*** Excerpt to read

From 1e03443417dad0638a77daa79c8ebf3535b4eb95 Mon Sep 17 00:00:00 2001
From: Ben Dudson <dudson2@llnl.gov>
Date: Wed, 4 Mar 2026 15:25:30 -0800
Subject: [PATCH 4/9] utils._separate_metadata: Handle missing ds.metadata

Merge ds.metadata only if it exists.
---
 xbout/utils.py | 6 ++++--
 1 file changed, 4 insertions(+), 2 deletions(-)

diff --git a/xbout/utils.py b/xbout/utils.py
index a02265f5..0c109f96 100644
--- a/xbout/utils.py
+++ b/xbout/utils.py
@@ -76,10 +76,12 @@ def _separate_metadata(ds):
     ]
 
     # Save metadata as a dictionary
-    # Combine with existing metadata
     metadata_vals = [ds[var].values.item() for var in scalar_vars]
     metadata_vals = [x.decode() if isinstance(x, bytes) else x for x in metadata_vals]
-    metadata = ds.metadata | dict(zip(scalar_vars, metadata_vals))
+    metadata = dict(zip(scalar_vars, metadata_vals))
+    if hasattr(ds, "metadata"):
+        # Combine with existing metadata
+        metadata = ds.metadata | metadata
 
     # Add default values for dimensions to metadata. These may be modified later by
     # apply_geometry()

From 4f648e37473adc879e2c0f1b605a436d5206da15 Mon Sep 17 00:00:00 2001
From: Ben Dudson <dudson2@llnl.gov>
Date: Wed, 4 Mar 2026 15:44:00 -0800
Subject: [PATCH 5/9] open_boutdataset: Handle when datapath is a list

Testing uses lists of datasets rather than glob string input.
---
 xbout/load.py | 25 +++++++++++++++----------
 1 file changed, 15 insertions(+), 10 deletions(-)

diff --git a/xbout/load.py b/xbout/load.py
index 79480c45..1b621959 100644
--- a/xbout/load.py
+++ b/xbout/load.py
@@ -282,16 +282,21 @@ def attrs_remove_section(obj, section):
     remove_yboundaries = False
     if "dump" in input_type or "restart" in input_type:
 
-        # Expand globs into a list of files
-        filepaths = list(Path(".").glob(datapath))

******

Aim a - Using the patch excerpt, decide whether each statement agrees with it. Answer yes or no for each, and quote the words of the patch excerpt that settle it. (i) Patch 5/9 handles the case where datapath is a list. (ii) Patch 4/9 is dated Wed, 4 Mar 2026 15:44:00 -0800. (iii) Testing uses glob string input rather than lists of datasets.
The entries have no connection to the patch excerpt.

*** Input material

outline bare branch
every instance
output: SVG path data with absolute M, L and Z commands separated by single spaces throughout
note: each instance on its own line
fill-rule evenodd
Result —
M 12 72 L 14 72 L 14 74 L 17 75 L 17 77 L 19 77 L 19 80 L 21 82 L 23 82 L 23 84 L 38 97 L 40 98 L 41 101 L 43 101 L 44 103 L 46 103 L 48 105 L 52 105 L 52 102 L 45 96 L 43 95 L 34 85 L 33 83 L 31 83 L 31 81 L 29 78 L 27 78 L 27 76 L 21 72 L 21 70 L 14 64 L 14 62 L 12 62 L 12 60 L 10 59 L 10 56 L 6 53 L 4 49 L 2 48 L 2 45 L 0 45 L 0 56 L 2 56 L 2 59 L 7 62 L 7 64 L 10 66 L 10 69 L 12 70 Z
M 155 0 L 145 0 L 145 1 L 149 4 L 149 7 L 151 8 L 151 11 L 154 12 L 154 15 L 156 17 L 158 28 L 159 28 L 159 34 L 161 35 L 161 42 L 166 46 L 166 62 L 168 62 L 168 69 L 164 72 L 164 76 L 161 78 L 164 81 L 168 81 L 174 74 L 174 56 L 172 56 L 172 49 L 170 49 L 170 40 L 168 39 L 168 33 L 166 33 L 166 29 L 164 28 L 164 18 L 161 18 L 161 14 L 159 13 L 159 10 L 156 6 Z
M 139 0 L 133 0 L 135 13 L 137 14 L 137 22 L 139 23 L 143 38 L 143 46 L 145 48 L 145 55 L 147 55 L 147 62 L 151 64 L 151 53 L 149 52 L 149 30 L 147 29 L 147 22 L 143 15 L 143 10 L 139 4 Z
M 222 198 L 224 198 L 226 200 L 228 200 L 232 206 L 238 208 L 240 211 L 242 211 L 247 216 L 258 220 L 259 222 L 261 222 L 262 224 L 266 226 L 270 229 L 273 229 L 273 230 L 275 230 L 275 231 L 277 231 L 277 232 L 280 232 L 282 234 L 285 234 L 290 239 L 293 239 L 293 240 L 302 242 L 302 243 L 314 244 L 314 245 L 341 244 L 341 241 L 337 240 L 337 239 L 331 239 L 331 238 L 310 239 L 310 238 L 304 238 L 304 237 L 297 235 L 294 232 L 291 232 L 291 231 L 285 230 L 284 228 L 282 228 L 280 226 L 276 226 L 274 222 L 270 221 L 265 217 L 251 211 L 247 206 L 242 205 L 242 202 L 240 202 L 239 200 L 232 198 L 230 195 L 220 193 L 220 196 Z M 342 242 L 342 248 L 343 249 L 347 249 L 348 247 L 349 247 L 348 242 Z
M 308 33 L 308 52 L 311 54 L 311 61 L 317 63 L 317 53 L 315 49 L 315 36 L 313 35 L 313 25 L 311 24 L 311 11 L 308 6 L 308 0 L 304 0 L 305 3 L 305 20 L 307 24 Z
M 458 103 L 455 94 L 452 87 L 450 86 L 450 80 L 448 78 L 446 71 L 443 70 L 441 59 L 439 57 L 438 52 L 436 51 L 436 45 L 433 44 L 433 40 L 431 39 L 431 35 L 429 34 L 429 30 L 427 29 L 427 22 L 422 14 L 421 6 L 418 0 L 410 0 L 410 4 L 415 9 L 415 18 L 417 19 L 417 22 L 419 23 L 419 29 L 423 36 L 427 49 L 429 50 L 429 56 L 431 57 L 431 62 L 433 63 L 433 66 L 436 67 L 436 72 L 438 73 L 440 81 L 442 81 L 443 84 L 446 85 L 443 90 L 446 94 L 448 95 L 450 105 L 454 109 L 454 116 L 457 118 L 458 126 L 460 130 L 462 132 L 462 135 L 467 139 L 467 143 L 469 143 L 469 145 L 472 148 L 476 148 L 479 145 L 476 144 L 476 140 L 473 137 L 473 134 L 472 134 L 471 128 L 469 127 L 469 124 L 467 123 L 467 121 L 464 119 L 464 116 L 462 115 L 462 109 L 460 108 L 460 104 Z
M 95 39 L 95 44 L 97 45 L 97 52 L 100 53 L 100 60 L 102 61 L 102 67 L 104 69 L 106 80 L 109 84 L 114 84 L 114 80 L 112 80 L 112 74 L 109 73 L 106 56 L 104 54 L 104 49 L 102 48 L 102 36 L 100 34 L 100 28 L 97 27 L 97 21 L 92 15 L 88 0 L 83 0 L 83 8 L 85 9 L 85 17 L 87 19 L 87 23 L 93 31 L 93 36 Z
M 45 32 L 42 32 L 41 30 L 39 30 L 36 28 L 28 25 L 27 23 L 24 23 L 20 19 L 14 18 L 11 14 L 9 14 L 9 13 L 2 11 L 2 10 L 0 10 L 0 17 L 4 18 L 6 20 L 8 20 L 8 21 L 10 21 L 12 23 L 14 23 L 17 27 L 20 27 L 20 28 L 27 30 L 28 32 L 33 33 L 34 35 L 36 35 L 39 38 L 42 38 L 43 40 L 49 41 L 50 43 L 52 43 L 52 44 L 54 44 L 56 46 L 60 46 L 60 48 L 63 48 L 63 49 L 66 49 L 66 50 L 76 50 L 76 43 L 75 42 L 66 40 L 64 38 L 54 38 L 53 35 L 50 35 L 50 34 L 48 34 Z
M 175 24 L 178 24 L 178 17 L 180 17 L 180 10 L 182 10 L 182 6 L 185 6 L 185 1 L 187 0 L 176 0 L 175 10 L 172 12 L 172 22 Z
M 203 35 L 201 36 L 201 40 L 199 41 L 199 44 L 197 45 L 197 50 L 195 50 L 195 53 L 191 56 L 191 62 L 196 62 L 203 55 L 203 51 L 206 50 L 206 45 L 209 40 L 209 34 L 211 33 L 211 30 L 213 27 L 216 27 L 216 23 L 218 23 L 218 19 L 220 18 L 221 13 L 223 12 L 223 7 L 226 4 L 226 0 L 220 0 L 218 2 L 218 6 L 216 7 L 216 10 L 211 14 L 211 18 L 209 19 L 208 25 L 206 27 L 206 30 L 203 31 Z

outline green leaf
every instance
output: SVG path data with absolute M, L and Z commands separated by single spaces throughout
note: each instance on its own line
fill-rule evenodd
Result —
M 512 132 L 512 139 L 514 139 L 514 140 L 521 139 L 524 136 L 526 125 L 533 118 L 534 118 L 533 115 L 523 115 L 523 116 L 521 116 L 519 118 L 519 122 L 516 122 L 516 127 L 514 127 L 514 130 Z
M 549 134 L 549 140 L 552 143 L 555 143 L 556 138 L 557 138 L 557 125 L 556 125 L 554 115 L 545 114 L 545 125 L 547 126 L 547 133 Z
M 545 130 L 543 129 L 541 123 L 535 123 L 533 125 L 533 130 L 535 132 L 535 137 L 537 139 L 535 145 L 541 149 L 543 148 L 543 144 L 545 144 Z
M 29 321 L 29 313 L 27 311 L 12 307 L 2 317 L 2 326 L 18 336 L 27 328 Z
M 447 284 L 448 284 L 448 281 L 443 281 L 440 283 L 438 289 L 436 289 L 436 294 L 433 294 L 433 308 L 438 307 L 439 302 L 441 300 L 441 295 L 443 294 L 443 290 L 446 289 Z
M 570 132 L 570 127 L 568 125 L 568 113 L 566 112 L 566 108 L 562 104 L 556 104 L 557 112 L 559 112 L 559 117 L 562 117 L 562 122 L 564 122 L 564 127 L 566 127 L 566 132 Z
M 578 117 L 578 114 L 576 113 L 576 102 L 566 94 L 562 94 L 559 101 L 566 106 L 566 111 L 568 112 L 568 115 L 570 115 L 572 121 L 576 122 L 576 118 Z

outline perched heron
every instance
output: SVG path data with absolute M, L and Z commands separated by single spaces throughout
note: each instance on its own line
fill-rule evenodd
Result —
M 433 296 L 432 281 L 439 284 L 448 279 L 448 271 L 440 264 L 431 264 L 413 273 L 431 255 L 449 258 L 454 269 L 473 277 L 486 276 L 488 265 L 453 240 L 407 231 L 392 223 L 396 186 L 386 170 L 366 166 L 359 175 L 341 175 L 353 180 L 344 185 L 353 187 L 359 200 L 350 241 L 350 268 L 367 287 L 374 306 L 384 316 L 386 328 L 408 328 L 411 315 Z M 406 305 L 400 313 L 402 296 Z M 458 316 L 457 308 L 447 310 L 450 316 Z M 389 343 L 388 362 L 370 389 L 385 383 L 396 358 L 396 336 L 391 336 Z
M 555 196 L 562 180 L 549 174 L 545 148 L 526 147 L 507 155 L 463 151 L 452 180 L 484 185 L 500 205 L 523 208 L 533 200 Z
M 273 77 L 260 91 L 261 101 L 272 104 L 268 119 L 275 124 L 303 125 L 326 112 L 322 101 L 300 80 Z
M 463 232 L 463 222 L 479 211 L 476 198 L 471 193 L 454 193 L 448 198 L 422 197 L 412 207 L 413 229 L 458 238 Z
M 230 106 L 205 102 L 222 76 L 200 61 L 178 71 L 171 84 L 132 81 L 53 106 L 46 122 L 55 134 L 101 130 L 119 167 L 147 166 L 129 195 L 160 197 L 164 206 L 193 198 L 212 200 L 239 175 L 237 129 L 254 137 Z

******

Aim b - Turn the lines of the entries into a numbered list, starting with the line containing "outline green leaf" and going down to the line containing "M 512 132 L", with both of those lines included. Leave out any blank lines.

Complete answer a -
(i) Yes: "open_boutdataset: Handle when datapath is a list"
(ii) No: "Date: Wed, 4 Mar 2026 15:25:30 -0800"
(iii) No: "Testing uses lists of datasets rather than glob string input."

Complete answer b -
1. outline green leaf
2. every instance
3. output: SVG path data with absolute M, L and Z commands separated by single spaces throughout
4. note: each instance on its own line
5. fill-rule evenodd
6. Result —
7. M 512 132 L 512 139 L 514 139 L 514 140 L 521 139 L 524 136 L 526 125 L 533 118 L 534 118 L 533 115 L 523 115 L 523 116 L 521 116 L 519 118 L 519 122 L 516 122 L 516 127 L 514 127 L 514 130 Z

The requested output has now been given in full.